***** Selected passage
# Wow! I got an E-mail from Two Apostles!



## Semper Fidelis (Dec 10, 2007)

Apostles Thomas & Phyllis Terry that is...


----------



## MeanieCalvinist (Dec 10, 2007)

Wow, that is amazing! 
When you go the to "Glory Gathering" (you are going right?) would you get us some autographs?


----------



## Pergamum (Dec 10, 2007)

WOw, those fancy robes really bespeak holiness! I need one!


----------



## lwadkins (Dec 10, 2007)

Gee Whiz, Apostles


----------



## puritan lad (Dec 10, 2007)

Wow. Someone contact the Guiness Book of World Records. They must be old to have been eyewitnesses of Christ's resurrection.


----------



## lwadkins (Dec 10, 2007)

Hmmm, they just don't look that old.  Well preserved perhaps?


----------



## BobVigneault (Dec 10, 2007)

I have a general rule for life, and obviously there are exceptions, but I don't trust anyone with two first names. Everyone in that advertisement has two first names. That is a big warning for me that this event is not a good thing.


----------



## lwadkins (Dec 10, 2007)

At least they don't have three names like Lee Harvey Oswald


----------



## Semper Fidelis (Dec 10, 2007)

BobVigneault said:


> I have a general rule for life, and obviously there are exceptions, but I don't trust anyone with two first names. Everyone in that advertisement has two first names. That is a big warning for me that this event is not a good thing.



I was really on the fence about attending until I received that sage advice. Everything else in the advertisement seemed so right on. This Doctor David fellow is a lifetime member of the International Association of Business Leaders Inc.

Is it just me or doesn't he look like a friendly Mister T?


----------



## Poimen (Dec 10, 2007)

BobVigneault said:


> I have a general rule for life, and obviously there are exceptions, but I don't trust anyone with two first names. Everyone in that advertisement has two first names. That is a big warning for me that this event is not a good thing.
**********
Stated goal a
Please pick out every line in the entries below that contains the string "pattern".
***** Material for this exercise
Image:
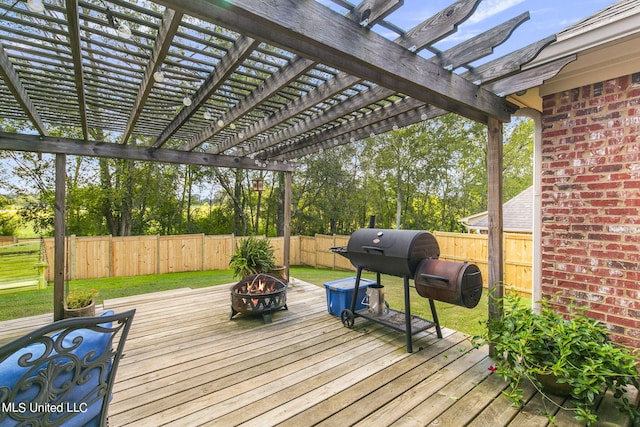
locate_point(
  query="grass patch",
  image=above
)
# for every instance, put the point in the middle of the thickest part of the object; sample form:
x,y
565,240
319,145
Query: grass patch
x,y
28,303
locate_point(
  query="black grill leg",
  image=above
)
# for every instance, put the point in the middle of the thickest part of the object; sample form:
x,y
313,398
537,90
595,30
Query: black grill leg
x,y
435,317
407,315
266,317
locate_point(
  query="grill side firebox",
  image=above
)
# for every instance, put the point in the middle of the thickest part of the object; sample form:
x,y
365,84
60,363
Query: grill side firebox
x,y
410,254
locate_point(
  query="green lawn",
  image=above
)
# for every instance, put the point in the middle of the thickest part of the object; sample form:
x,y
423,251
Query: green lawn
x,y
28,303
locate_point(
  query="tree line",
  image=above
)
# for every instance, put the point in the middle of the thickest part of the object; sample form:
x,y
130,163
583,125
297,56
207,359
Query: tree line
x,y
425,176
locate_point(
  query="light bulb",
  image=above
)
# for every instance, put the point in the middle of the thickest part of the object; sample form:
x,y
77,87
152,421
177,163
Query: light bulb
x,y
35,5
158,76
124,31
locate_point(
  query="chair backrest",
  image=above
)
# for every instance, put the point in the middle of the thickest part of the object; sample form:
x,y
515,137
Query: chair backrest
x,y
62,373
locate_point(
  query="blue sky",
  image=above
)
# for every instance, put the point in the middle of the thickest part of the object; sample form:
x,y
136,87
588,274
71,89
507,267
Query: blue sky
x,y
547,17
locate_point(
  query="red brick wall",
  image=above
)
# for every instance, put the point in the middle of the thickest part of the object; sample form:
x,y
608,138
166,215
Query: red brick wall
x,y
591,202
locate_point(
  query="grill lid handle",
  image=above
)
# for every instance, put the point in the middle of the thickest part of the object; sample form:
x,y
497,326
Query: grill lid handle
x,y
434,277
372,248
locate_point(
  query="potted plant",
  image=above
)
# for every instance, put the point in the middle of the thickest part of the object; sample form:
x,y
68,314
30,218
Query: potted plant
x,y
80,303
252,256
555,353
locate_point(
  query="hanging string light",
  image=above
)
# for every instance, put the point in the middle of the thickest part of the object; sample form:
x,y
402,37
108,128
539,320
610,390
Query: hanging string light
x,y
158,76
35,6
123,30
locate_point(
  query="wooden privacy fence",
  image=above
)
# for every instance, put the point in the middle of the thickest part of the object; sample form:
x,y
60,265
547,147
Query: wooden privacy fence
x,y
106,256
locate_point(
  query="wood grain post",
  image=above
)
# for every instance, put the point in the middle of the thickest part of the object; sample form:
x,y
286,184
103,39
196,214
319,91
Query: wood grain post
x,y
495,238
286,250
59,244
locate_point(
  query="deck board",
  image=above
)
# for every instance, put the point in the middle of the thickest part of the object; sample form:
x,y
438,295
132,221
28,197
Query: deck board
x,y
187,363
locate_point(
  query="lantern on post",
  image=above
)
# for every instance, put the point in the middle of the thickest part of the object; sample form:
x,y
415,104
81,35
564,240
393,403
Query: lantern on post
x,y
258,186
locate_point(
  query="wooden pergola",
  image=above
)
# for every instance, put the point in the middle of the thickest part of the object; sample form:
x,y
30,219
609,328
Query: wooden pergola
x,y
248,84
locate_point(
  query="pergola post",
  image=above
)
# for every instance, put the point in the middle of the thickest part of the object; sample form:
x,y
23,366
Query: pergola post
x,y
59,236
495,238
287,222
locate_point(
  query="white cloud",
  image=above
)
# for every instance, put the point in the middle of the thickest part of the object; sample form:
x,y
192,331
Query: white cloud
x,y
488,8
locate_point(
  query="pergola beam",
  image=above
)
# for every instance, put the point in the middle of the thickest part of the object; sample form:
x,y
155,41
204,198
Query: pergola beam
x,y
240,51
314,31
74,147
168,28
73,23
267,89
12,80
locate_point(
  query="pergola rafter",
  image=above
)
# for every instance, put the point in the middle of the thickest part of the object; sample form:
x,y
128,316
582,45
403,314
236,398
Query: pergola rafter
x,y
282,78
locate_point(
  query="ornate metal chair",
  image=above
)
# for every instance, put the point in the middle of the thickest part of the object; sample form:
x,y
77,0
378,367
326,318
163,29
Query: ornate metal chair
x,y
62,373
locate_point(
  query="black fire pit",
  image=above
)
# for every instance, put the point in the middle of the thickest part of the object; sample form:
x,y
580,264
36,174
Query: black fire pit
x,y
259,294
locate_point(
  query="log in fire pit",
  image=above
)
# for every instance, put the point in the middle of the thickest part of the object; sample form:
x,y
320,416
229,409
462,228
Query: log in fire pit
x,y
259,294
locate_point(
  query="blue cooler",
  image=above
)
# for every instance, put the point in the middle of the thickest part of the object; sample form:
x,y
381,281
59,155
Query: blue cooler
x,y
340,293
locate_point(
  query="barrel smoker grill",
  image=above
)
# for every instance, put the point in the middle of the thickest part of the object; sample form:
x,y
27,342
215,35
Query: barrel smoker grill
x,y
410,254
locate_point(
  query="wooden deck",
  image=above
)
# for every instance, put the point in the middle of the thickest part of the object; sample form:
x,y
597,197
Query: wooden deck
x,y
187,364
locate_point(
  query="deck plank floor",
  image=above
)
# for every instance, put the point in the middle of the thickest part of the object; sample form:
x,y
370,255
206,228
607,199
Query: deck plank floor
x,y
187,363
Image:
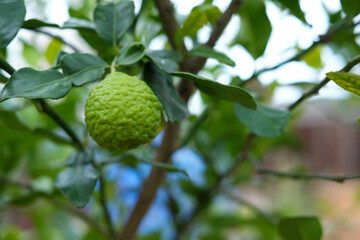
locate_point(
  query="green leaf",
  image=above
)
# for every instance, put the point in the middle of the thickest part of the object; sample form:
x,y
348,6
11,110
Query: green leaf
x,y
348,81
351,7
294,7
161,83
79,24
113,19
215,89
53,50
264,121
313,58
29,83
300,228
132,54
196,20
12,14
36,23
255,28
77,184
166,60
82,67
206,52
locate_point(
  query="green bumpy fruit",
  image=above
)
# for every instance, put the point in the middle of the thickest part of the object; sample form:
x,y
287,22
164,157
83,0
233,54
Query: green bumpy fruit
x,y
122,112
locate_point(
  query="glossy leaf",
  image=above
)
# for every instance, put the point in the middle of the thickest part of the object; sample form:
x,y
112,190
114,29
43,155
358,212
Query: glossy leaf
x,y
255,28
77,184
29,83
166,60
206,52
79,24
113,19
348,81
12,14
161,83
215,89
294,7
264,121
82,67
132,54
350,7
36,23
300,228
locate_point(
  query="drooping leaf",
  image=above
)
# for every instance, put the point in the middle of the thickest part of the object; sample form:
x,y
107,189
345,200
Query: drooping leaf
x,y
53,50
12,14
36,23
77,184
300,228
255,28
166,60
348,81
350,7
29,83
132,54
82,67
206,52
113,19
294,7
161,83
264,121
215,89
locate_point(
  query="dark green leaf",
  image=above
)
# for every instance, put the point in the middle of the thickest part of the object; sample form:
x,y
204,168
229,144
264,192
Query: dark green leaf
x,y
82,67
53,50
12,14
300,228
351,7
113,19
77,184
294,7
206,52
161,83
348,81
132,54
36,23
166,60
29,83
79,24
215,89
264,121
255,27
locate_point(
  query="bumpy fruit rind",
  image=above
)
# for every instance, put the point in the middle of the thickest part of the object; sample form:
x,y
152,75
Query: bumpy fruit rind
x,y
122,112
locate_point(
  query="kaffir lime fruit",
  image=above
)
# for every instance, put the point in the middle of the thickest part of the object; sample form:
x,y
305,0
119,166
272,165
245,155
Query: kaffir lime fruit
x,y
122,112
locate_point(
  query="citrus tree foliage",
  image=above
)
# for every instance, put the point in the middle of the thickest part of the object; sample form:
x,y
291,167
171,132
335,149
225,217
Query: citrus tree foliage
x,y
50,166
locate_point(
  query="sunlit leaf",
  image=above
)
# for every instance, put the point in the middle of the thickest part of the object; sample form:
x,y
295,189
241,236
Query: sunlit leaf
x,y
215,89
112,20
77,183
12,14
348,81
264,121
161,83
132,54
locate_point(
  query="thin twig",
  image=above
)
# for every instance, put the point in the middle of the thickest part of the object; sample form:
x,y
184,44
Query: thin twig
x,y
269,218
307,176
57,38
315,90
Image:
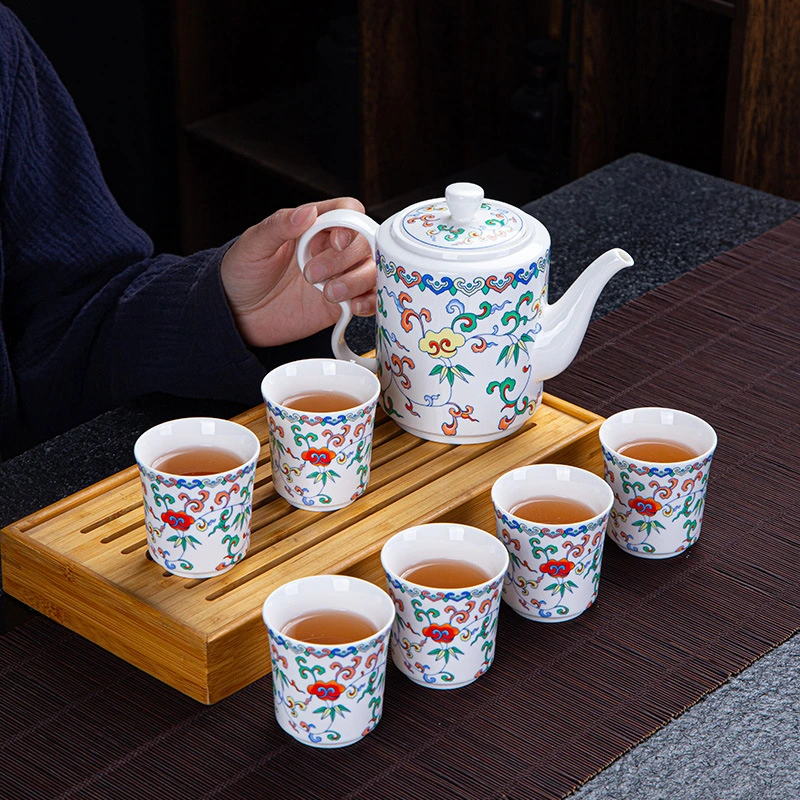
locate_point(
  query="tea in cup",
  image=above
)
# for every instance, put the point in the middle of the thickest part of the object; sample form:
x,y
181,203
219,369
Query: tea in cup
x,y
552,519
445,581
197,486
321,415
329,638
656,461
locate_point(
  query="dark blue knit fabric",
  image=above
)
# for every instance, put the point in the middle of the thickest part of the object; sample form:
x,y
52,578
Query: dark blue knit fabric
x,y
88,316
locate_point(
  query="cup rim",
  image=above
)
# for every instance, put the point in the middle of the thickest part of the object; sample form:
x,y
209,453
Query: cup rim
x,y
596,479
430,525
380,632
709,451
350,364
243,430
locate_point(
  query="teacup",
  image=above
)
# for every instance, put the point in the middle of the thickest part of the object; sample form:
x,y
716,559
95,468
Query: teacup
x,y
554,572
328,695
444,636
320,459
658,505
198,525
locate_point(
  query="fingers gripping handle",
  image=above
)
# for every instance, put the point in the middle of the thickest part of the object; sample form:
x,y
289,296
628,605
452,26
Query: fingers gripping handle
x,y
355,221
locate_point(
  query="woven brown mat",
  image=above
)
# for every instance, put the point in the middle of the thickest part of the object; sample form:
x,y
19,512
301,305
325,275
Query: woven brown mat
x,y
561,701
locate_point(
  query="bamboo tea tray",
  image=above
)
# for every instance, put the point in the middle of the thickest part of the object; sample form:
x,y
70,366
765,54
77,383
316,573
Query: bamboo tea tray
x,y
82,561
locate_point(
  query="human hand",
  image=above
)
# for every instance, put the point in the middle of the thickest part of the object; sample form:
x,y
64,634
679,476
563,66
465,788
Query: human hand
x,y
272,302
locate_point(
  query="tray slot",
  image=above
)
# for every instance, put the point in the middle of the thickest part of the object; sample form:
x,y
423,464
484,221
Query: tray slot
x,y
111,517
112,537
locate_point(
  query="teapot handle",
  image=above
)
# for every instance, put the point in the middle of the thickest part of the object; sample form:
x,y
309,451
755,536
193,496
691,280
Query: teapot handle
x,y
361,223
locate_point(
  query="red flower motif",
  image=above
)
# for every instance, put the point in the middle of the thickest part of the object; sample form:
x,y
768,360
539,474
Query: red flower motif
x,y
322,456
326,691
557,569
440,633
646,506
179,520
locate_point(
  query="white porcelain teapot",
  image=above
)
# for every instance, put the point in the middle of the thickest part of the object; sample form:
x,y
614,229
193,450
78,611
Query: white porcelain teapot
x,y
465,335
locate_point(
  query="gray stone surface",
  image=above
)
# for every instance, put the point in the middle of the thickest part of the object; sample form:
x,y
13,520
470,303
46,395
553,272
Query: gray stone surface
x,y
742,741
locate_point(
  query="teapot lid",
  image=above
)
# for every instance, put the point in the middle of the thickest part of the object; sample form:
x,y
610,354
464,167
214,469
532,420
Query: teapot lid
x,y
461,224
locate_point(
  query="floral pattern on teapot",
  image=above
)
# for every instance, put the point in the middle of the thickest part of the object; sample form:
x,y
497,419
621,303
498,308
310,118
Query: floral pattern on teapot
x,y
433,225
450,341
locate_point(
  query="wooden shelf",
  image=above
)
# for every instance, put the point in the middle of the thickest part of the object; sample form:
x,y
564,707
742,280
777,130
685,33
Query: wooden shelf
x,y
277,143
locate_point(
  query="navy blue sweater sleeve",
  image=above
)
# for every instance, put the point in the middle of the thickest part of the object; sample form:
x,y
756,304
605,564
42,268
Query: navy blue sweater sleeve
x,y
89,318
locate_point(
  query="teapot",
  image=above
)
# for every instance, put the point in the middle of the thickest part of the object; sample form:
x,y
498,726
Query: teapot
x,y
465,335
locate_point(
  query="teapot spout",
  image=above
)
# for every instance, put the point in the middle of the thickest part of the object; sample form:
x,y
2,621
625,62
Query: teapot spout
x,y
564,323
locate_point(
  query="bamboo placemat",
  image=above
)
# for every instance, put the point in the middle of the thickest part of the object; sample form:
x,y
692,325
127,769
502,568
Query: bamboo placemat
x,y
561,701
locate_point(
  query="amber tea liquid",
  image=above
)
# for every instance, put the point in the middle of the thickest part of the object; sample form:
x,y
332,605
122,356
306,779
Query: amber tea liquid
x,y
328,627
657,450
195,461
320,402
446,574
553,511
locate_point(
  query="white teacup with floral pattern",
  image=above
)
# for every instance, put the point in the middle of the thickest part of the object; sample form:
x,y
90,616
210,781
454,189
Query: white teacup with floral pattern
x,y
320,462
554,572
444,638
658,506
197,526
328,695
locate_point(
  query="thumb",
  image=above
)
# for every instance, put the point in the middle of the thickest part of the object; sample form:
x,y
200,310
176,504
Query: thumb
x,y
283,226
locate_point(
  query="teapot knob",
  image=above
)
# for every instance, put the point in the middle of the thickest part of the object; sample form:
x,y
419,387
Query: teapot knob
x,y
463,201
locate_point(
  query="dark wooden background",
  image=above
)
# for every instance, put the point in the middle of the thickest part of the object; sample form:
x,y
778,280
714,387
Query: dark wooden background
**********
Stated goal b
Return the portion of the forum thread above starting at "Gee Whiz, Apostles" and ending at "of Christ's resurrection.", word for word.

Full answer a
  query="floral pattern on teapot",
Query: floral pattern on teapot
  query="white teacup with floral pattern",
Query: white teacup with floral pattern

Full answer b
Gee Whiz, Apostles


----------



## puritan lad (Dec 10, 2007)

Wow. Someone contact the Guiness Book of World Records. They must be old to have been eyewitnesses of Christ's resurrection.